## Instruction
Identify each line in the records below that contains the string "sunflower" and copy it in full. Treat uppercase and lowercase letters as different.

## Data for processing
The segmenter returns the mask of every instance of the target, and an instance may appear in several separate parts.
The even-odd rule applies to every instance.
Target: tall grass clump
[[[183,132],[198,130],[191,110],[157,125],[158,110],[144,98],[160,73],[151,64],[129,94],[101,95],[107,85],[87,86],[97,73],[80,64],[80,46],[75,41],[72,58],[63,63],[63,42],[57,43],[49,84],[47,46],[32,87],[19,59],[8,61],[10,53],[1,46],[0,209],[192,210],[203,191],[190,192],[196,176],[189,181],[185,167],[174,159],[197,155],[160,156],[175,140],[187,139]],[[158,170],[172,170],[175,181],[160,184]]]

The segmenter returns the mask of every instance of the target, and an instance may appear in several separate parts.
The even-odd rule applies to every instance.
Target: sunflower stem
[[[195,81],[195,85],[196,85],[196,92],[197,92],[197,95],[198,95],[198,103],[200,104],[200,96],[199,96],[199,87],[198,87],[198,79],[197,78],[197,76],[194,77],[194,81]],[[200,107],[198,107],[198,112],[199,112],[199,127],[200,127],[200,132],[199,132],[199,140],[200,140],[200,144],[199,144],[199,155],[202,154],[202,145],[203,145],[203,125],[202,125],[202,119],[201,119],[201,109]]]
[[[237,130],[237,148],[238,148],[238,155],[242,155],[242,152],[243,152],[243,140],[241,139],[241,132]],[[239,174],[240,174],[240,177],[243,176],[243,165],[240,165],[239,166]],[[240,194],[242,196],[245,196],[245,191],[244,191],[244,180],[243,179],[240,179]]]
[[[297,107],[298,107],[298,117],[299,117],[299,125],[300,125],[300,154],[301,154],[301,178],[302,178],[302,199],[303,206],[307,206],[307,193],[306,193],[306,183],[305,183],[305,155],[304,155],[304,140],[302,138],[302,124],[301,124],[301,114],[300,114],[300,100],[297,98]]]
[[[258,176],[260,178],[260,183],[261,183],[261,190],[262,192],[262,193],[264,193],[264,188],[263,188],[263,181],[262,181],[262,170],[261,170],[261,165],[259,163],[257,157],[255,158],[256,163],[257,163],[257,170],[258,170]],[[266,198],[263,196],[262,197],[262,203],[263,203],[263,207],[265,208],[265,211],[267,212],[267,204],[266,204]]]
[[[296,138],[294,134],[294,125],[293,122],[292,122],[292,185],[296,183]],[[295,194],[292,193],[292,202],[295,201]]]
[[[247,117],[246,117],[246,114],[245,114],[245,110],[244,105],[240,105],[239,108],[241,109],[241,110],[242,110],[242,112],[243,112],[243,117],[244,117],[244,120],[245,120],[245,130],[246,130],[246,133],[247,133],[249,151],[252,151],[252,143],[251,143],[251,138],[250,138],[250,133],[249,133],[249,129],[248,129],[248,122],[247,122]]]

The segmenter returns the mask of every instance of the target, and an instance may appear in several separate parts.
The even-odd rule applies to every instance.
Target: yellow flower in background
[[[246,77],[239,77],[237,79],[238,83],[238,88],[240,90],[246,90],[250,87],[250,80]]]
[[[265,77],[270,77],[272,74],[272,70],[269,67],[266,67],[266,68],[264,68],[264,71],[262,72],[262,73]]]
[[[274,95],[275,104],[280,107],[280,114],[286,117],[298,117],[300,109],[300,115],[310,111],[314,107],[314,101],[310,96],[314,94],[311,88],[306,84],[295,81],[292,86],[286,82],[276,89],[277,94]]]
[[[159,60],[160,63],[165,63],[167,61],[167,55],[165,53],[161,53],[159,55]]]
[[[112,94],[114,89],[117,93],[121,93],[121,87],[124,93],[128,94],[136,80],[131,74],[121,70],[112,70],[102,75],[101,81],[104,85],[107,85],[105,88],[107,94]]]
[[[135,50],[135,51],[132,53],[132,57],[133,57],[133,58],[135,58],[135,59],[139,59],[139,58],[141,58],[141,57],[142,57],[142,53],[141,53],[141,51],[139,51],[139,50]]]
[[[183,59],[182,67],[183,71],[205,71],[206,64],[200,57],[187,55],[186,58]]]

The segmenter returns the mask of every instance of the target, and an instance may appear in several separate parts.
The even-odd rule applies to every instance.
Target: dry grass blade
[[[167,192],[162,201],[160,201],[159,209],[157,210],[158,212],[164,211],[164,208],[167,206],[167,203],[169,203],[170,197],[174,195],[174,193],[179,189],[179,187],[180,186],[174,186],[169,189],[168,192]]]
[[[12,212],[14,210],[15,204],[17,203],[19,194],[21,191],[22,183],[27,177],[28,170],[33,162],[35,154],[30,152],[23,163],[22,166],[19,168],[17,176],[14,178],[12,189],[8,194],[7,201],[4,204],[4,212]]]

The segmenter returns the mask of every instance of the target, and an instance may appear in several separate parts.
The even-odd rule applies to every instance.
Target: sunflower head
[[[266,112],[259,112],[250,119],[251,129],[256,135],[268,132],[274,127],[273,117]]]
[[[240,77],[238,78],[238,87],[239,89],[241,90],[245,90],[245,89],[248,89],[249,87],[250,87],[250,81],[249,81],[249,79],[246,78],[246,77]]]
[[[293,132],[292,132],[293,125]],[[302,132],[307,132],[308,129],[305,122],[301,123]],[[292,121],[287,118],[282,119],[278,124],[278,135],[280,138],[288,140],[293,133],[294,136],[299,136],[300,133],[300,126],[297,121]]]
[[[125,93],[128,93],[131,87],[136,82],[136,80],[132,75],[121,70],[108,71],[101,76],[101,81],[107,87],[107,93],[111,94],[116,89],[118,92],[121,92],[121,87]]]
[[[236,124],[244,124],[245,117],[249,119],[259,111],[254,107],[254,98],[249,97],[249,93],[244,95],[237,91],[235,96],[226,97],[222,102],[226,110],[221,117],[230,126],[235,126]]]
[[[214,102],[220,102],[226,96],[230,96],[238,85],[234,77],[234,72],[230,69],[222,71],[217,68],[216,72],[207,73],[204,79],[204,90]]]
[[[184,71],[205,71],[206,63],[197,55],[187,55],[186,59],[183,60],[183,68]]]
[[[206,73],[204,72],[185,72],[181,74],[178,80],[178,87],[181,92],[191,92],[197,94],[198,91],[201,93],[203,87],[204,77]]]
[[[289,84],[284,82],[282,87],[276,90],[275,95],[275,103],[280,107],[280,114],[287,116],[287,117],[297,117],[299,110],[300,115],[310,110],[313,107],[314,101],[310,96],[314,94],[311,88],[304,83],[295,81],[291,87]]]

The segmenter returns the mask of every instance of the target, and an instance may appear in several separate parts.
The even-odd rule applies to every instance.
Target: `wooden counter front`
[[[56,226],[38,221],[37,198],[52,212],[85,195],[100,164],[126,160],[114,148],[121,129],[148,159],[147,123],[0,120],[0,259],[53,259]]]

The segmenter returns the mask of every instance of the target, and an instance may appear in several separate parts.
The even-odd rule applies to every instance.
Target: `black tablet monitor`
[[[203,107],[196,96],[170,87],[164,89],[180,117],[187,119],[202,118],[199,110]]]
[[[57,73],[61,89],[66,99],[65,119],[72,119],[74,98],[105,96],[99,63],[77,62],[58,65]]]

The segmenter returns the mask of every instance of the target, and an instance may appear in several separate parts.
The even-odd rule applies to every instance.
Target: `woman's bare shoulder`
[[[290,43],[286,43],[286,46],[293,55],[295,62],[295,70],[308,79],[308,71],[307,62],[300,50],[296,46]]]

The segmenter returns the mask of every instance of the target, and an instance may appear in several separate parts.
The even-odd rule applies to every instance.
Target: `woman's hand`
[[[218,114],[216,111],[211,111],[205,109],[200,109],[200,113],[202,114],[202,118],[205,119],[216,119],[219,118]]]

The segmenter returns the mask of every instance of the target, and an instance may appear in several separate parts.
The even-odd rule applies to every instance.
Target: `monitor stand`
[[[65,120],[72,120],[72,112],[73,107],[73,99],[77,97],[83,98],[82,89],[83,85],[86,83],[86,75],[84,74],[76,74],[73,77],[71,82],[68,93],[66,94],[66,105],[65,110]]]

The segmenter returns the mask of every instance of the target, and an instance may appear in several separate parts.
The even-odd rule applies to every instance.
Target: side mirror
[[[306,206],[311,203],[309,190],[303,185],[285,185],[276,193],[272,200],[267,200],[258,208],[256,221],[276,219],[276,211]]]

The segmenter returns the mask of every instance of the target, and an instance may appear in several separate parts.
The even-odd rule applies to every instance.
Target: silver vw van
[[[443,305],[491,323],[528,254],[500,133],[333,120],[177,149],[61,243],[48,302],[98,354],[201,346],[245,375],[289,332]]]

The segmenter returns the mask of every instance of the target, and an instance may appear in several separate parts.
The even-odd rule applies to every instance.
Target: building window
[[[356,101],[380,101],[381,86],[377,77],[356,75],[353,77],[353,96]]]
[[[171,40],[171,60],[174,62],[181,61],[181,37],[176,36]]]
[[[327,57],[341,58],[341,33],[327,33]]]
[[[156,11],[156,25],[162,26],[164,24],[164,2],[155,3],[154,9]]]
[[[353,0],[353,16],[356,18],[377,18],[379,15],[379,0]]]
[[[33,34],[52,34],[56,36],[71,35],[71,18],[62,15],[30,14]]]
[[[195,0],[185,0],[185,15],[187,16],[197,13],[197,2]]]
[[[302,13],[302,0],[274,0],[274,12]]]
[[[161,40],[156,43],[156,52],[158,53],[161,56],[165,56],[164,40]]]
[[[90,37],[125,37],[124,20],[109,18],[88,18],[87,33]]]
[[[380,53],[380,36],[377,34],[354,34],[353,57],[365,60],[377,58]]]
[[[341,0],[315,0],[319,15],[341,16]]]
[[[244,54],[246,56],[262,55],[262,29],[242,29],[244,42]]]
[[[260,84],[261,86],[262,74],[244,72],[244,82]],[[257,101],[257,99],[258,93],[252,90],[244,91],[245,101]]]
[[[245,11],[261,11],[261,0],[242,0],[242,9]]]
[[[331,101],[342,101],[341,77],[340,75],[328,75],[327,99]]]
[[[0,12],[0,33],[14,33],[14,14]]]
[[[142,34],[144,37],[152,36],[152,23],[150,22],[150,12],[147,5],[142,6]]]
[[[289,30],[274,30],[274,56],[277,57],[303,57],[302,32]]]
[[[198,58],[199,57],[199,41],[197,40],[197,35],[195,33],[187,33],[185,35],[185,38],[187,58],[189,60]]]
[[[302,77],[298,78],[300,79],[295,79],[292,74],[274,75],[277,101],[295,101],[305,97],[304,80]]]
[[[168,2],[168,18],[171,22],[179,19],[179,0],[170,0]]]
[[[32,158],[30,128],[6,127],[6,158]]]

* * *

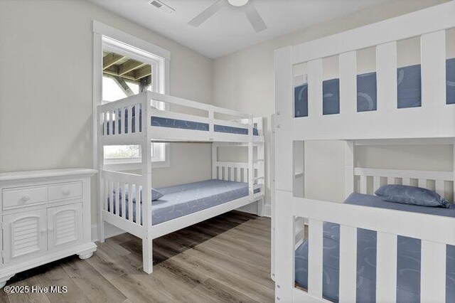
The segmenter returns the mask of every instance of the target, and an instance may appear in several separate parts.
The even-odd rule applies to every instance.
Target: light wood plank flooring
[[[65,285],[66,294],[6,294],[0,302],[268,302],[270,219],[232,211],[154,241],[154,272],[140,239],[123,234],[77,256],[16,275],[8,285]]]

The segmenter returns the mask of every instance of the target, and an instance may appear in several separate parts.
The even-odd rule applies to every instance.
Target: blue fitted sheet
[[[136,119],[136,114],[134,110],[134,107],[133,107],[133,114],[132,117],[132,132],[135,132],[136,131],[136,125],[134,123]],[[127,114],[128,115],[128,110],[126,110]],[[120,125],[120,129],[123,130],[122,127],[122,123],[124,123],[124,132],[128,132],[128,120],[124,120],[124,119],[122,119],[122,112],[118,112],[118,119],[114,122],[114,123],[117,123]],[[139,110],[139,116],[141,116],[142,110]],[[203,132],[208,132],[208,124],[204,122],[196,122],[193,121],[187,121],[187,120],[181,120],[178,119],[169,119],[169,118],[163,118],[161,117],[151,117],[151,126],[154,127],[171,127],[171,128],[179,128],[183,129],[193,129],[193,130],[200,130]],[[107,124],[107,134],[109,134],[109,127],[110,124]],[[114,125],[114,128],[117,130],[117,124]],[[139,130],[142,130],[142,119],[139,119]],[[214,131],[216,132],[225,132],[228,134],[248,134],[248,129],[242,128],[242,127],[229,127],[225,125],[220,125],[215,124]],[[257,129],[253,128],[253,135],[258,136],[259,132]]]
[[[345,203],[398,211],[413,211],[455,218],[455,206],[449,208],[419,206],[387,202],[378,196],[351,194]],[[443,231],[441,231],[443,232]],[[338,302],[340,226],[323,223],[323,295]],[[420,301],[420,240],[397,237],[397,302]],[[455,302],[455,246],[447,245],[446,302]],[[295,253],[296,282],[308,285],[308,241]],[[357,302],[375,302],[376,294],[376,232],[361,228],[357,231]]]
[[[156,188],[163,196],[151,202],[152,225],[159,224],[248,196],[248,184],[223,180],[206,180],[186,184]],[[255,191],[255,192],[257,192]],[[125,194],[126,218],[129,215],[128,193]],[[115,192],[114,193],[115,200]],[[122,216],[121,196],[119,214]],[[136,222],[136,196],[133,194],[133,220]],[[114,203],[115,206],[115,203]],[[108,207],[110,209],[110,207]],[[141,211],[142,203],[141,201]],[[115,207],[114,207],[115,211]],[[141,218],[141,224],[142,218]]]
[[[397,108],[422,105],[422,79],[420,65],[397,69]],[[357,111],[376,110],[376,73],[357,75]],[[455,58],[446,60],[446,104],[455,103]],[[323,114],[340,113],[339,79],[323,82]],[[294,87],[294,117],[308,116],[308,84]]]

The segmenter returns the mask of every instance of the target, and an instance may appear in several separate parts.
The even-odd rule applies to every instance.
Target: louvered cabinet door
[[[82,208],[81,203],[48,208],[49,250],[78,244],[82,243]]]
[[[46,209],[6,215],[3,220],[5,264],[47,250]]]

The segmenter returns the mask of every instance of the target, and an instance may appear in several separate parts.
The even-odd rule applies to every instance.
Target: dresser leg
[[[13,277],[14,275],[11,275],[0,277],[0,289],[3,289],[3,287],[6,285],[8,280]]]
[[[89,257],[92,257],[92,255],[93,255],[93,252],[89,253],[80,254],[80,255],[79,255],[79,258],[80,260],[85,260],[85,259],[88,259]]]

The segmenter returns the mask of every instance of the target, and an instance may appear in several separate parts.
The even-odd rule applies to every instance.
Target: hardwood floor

## Written response
Target: sunflower stem
Target: sunflower head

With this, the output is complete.